— RECORDS FOR THE EXERCISE —
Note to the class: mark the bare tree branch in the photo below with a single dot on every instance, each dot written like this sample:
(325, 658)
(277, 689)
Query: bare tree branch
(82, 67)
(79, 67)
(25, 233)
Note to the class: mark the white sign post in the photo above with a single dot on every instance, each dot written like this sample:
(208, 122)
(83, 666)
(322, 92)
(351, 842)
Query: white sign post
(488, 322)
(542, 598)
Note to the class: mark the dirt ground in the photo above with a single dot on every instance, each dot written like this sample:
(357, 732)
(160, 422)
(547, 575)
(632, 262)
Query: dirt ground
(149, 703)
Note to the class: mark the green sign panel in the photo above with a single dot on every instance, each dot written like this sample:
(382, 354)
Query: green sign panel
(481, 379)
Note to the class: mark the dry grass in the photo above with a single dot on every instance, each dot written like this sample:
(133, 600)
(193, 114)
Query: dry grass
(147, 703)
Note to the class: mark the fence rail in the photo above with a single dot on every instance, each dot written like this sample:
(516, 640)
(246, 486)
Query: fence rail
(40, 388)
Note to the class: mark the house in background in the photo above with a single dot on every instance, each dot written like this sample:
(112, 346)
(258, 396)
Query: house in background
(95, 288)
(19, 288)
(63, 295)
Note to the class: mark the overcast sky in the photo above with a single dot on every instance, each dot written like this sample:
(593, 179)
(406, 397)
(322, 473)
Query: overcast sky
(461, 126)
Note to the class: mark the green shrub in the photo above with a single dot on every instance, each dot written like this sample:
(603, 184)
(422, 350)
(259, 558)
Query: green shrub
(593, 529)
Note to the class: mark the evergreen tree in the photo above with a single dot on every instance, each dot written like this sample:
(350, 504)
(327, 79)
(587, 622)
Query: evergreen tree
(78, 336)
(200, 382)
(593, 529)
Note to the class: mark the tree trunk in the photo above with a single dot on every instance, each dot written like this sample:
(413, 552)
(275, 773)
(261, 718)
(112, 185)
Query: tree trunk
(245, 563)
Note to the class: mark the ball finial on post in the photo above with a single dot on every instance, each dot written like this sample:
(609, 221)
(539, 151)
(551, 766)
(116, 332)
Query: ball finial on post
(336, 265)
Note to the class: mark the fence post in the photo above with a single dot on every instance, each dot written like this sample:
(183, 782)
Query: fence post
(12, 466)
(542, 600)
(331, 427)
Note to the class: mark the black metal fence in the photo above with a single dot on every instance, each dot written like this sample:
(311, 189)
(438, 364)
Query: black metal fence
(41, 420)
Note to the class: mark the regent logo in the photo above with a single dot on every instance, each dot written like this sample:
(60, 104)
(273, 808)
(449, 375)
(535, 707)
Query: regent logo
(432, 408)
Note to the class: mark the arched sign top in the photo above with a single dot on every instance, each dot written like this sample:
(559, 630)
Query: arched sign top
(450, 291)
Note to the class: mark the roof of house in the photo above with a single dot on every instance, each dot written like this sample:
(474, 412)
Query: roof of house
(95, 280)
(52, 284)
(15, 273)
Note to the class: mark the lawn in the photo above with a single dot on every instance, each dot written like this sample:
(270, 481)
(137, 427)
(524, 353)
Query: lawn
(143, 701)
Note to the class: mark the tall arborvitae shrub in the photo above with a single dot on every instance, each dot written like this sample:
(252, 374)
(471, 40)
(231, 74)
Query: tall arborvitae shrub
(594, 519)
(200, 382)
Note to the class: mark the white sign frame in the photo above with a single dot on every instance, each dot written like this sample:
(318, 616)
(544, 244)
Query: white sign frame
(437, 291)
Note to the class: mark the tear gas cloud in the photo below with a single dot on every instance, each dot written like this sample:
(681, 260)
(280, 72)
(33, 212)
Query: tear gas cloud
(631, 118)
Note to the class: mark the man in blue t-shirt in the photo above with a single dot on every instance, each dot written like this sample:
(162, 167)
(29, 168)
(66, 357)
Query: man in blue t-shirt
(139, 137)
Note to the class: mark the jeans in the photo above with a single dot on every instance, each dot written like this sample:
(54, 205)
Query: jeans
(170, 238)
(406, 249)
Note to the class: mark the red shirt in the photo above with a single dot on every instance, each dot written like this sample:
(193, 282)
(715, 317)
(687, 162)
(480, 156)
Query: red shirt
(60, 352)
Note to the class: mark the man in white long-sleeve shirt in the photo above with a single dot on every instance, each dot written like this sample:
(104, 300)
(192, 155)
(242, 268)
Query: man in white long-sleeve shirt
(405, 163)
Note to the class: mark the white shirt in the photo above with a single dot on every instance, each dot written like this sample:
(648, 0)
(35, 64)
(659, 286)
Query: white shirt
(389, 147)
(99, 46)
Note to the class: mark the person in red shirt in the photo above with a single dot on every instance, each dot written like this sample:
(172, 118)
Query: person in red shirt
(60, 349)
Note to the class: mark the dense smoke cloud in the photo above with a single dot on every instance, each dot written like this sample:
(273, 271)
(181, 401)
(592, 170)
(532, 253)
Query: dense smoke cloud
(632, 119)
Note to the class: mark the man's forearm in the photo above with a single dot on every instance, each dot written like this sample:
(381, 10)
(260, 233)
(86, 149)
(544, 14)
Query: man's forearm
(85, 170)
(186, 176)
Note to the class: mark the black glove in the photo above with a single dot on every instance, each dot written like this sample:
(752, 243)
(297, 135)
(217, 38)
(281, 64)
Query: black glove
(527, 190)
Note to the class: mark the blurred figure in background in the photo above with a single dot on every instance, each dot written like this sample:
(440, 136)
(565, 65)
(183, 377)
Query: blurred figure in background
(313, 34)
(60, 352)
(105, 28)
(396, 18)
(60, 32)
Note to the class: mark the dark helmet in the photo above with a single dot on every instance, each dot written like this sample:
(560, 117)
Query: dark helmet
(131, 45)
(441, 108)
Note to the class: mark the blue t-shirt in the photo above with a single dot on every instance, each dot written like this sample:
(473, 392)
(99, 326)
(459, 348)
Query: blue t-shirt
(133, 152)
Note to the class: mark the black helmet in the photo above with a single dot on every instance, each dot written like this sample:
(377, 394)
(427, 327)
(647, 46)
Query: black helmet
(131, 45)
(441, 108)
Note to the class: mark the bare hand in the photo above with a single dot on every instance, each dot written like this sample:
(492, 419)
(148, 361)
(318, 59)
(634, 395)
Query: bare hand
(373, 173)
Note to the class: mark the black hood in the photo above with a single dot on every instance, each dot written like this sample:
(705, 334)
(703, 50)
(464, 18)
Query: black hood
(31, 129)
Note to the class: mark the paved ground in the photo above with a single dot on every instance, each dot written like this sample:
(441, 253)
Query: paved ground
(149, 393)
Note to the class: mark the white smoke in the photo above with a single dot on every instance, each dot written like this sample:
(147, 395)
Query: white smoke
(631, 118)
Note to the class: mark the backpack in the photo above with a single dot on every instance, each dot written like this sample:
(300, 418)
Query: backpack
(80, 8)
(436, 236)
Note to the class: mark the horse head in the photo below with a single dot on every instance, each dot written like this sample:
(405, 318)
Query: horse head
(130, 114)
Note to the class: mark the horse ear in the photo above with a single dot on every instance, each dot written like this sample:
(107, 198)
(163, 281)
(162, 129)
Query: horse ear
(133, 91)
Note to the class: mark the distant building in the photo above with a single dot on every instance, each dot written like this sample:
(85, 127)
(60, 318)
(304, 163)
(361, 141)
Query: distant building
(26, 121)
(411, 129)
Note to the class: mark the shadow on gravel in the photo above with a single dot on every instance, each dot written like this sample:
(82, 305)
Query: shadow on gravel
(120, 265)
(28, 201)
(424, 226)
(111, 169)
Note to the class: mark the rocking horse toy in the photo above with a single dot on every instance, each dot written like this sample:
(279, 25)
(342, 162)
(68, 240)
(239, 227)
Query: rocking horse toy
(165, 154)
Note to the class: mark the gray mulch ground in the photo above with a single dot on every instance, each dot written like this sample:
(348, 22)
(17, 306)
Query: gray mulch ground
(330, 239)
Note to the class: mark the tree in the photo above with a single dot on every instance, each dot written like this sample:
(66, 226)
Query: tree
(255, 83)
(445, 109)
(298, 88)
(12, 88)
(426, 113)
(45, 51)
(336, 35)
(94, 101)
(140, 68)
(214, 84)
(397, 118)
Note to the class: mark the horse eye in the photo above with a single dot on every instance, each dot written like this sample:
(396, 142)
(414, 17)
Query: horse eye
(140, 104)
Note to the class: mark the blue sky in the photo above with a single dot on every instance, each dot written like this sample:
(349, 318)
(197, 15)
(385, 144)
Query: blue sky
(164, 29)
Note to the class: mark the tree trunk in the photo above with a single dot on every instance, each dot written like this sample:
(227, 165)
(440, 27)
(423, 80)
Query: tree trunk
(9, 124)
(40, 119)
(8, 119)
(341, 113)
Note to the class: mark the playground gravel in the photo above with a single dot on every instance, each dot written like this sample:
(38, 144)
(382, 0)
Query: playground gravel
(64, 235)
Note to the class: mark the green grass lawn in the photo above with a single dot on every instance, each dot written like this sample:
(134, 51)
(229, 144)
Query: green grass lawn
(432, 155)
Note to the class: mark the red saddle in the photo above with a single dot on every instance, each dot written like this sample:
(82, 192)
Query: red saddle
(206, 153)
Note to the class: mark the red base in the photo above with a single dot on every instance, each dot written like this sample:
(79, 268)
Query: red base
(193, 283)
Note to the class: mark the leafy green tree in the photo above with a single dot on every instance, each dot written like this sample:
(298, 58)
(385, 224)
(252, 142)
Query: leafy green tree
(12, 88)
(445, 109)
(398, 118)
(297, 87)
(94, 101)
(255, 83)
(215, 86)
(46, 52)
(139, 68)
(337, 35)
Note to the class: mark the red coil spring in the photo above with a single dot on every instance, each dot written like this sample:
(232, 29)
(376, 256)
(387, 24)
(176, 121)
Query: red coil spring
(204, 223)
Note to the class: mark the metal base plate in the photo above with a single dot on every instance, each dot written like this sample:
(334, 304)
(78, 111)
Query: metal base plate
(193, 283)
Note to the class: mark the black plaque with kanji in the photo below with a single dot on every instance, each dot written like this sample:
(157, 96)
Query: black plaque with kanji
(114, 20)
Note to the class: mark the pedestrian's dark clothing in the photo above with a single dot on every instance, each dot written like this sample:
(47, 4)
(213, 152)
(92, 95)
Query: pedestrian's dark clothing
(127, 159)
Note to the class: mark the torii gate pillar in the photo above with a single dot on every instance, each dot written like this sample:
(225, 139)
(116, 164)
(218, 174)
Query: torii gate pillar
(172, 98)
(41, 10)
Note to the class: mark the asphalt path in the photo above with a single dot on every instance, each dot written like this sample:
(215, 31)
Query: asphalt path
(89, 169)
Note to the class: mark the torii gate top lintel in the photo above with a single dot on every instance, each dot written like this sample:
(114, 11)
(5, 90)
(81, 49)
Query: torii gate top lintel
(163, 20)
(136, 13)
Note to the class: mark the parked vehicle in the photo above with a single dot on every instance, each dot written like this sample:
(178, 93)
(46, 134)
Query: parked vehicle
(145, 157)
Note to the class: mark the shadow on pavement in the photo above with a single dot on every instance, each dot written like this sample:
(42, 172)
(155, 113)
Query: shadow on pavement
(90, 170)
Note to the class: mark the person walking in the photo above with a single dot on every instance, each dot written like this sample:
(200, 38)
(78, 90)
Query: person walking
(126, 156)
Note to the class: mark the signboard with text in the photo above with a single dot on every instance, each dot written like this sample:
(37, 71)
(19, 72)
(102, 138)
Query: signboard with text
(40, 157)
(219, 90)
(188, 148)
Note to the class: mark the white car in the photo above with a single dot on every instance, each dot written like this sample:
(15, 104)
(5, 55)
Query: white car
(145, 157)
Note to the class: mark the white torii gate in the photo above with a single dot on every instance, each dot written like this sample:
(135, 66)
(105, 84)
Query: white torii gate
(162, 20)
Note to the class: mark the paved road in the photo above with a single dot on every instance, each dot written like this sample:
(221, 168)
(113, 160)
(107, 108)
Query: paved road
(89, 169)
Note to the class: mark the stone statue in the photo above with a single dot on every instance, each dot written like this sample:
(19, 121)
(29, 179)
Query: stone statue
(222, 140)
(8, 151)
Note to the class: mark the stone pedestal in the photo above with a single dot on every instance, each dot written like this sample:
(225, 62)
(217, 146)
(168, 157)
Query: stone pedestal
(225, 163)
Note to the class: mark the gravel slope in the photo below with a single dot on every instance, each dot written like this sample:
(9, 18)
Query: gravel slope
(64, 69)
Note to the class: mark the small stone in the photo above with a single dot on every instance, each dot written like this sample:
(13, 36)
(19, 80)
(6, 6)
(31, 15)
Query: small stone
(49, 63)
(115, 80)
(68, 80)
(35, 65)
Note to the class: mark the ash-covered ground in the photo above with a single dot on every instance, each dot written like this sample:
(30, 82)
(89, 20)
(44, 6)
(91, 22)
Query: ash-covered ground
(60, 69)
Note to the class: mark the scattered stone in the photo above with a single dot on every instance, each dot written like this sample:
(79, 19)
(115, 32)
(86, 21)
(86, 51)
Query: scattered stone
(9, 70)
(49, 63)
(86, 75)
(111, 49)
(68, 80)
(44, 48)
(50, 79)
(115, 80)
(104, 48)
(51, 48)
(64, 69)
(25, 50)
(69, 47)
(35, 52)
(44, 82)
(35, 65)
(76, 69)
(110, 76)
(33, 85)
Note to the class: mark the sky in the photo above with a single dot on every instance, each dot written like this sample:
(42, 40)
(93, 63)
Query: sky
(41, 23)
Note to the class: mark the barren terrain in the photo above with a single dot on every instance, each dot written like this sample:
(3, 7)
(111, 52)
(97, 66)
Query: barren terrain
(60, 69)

— JOB —
Retype, exactly and only, the lines running from the one with "Note to the class: mark the sky" through the final line of the listing above.

— CORRECT RESPONSE —
Note to the class: mark the sky in the photo above with a single dot on every instance, each dot written like this sample:
(42, 40)
(93, 63)
Query: sky
(41, 23)
Note to the class: mark the barren terrain in the photo above with a single dot on every instance, each dot written like this sample:
(3, 7)
(111, 52)
(97, 66)
Query: barren terrain
(60, 69)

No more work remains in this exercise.